Which lines of the data below contain the string "wavy"? Gather each of them and copy it out.

## start EXTRACTED MATERIAL

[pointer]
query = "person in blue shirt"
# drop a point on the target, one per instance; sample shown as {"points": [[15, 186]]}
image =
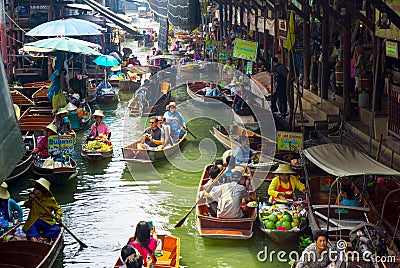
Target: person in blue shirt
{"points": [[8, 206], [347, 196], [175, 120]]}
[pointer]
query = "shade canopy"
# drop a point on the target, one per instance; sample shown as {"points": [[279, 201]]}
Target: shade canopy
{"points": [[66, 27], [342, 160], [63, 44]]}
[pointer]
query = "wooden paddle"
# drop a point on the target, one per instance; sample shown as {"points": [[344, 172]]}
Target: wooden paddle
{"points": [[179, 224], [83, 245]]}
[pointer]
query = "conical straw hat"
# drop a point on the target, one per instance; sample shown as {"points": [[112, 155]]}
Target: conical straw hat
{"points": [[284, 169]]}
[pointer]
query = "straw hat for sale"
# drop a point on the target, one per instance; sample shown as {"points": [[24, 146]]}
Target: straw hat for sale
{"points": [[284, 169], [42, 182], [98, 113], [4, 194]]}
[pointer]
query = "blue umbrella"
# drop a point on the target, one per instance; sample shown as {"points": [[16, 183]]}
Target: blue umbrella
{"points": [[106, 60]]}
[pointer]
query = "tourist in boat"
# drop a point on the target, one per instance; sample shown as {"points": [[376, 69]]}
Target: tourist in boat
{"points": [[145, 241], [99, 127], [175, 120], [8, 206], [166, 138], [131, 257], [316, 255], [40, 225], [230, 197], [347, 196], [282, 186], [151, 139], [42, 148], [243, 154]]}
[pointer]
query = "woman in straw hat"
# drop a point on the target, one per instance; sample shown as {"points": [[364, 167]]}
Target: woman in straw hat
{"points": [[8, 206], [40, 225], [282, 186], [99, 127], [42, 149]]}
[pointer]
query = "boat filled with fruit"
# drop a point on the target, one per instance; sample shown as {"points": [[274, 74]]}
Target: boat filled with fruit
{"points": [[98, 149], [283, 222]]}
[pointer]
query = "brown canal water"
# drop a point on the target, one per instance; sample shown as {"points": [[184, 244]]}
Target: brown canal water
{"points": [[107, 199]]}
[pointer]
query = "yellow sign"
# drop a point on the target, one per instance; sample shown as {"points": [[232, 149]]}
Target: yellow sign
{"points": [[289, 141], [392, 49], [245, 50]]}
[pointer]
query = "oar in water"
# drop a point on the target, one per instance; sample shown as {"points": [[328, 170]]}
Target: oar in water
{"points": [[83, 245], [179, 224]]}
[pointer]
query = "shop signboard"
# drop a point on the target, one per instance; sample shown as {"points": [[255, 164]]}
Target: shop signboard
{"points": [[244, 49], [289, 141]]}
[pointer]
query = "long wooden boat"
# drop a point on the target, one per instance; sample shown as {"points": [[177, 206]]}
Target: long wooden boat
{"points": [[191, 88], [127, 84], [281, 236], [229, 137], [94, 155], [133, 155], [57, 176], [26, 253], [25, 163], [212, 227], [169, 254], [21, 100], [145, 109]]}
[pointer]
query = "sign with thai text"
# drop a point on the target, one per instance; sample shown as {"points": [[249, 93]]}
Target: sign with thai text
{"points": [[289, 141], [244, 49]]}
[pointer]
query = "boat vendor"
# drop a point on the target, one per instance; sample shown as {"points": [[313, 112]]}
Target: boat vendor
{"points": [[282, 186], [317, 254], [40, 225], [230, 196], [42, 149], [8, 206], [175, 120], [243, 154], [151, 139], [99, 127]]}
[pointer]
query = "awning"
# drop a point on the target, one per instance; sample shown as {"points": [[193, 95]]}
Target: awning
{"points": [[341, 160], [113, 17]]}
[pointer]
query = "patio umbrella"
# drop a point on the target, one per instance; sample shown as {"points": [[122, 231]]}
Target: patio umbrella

## end EXTRACTED MATERIAL
## start EXTRACTED MATERIAL

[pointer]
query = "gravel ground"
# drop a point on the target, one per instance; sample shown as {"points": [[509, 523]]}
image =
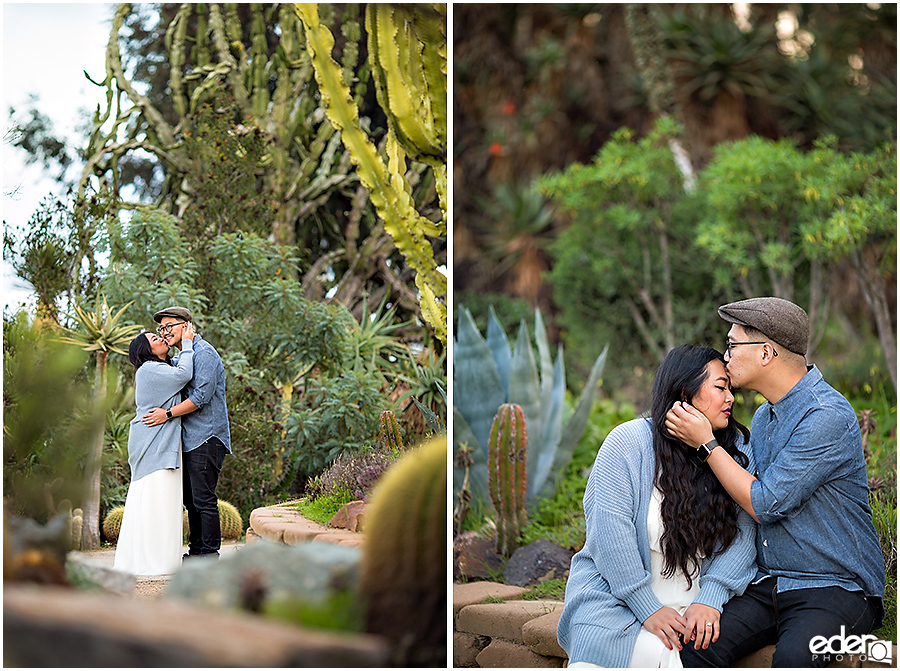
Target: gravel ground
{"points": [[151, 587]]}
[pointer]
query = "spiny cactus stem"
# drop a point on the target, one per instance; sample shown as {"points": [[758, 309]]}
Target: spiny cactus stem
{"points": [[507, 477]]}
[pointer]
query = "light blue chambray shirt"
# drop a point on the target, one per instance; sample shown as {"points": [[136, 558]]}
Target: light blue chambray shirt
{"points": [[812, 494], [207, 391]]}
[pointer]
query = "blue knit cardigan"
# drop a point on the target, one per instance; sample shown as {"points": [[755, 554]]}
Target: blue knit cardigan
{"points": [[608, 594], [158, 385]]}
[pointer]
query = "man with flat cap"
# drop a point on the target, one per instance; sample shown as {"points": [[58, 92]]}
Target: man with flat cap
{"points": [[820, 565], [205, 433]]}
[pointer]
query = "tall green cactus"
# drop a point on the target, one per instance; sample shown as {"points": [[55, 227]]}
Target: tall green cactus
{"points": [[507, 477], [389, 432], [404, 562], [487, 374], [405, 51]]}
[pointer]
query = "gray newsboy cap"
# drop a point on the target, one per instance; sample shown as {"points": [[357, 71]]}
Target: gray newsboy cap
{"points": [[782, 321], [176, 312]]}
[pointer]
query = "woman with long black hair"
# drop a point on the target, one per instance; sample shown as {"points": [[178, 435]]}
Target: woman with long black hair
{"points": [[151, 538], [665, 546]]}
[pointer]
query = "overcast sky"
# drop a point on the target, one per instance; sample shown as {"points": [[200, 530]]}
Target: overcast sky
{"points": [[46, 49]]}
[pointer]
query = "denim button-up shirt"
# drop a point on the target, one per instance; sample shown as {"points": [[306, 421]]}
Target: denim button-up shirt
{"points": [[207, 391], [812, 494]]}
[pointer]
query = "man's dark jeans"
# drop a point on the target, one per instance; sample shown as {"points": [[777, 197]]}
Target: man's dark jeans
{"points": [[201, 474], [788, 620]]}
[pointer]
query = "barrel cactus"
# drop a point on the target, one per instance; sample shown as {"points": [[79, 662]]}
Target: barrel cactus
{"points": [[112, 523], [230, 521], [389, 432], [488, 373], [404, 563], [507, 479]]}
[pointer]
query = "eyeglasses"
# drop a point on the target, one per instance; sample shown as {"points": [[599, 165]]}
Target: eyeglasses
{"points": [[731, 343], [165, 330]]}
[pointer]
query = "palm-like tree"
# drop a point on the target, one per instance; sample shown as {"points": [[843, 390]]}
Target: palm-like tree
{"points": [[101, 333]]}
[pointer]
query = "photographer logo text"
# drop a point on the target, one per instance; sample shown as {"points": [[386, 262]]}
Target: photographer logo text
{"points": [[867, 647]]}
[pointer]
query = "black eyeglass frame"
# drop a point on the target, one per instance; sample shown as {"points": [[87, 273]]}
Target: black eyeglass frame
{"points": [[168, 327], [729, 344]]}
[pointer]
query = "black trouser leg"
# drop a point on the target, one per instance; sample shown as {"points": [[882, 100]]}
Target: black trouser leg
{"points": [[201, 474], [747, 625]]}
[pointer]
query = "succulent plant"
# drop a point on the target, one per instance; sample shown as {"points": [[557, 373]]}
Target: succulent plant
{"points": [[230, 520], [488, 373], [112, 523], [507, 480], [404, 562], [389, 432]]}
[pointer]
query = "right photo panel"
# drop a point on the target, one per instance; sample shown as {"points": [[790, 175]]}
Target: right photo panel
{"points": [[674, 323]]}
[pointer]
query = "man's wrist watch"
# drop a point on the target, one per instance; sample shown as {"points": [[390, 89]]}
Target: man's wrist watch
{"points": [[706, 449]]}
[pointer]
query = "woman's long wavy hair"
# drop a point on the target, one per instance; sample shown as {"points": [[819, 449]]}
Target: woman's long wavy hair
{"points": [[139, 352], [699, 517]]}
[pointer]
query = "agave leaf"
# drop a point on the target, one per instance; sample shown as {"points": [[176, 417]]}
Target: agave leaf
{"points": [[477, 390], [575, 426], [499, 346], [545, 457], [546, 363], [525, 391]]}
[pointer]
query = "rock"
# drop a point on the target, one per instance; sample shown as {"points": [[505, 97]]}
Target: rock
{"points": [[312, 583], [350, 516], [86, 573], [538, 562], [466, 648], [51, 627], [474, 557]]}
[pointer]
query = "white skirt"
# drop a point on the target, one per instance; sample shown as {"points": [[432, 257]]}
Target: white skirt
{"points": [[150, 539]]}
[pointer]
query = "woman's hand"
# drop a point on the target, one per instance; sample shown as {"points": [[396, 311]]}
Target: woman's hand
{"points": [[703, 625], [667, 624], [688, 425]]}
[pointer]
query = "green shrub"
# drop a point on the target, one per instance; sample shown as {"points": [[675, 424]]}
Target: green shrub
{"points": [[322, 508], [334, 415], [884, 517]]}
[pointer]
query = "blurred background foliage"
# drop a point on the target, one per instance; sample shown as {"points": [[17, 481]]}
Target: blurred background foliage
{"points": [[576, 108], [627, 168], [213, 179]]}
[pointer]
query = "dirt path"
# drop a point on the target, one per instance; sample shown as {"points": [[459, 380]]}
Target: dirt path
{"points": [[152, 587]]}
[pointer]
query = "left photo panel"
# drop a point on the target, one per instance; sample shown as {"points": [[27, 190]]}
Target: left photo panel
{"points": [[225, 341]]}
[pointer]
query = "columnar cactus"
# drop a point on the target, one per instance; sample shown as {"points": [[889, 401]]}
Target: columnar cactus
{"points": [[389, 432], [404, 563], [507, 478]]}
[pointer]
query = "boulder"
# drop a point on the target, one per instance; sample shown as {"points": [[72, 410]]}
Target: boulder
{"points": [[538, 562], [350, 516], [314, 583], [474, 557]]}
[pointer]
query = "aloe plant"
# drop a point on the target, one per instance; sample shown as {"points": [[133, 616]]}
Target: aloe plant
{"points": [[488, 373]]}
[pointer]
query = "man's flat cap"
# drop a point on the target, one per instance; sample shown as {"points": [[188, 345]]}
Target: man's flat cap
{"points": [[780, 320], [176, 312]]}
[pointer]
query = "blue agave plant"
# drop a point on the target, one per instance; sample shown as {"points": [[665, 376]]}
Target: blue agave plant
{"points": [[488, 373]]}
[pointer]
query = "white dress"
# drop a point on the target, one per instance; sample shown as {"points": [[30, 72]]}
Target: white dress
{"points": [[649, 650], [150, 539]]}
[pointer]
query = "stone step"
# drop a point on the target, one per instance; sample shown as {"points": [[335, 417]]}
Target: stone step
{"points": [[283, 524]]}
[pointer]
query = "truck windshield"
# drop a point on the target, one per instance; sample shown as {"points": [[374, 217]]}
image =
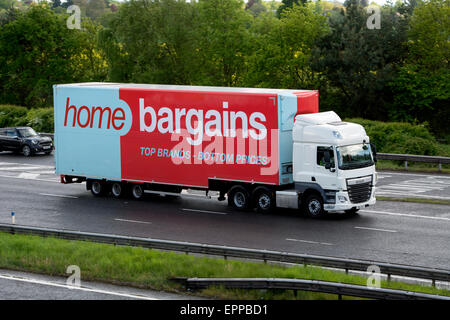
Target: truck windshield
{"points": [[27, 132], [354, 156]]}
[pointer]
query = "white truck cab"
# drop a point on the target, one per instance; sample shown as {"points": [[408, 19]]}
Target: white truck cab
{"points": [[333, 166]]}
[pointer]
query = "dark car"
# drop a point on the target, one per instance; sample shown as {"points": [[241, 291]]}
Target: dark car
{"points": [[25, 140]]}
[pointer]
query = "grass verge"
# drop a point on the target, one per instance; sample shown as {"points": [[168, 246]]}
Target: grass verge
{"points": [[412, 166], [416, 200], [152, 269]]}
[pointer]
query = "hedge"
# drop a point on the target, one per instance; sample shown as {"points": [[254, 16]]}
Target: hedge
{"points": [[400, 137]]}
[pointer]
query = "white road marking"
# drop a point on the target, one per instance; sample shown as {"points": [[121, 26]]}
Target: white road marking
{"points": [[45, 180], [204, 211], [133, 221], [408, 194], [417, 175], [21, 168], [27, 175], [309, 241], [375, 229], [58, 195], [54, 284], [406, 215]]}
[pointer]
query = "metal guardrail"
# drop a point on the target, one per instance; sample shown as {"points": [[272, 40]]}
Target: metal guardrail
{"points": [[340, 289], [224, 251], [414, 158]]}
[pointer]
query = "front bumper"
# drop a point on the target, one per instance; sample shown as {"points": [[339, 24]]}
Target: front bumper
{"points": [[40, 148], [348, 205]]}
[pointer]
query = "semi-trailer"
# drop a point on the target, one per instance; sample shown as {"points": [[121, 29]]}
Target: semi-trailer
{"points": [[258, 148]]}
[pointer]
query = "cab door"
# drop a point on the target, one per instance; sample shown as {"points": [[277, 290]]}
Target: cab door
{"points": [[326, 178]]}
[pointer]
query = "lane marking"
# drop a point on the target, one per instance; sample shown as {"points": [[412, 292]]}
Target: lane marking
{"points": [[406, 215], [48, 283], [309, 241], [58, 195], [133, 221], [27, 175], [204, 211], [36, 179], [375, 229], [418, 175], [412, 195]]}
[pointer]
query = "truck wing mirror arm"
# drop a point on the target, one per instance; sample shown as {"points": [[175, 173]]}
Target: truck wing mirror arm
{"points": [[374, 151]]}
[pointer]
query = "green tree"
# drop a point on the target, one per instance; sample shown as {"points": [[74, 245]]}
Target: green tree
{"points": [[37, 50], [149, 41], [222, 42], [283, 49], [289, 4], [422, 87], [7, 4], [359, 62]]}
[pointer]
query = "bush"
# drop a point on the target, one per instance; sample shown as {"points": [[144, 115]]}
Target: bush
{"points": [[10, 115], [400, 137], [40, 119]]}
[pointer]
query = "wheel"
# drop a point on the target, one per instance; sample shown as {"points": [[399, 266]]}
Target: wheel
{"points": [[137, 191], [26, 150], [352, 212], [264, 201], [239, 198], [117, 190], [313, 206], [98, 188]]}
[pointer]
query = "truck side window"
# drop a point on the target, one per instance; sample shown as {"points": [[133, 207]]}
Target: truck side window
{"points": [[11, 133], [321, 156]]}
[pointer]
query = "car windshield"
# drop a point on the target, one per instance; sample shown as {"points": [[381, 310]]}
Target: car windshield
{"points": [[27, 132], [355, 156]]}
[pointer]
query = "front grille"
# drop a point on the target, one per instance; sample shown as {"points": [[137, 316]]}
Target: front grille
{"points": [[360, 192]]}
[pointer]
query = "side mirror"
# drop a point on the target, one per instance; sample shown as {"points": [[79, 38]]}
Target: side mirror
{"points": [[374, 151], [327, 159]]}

## end EXTRACTED MATERIAL

- [OUTPUT FOR THIS TASK]:
query = "woman's long wavy hair"
Target: woman's long wavy hair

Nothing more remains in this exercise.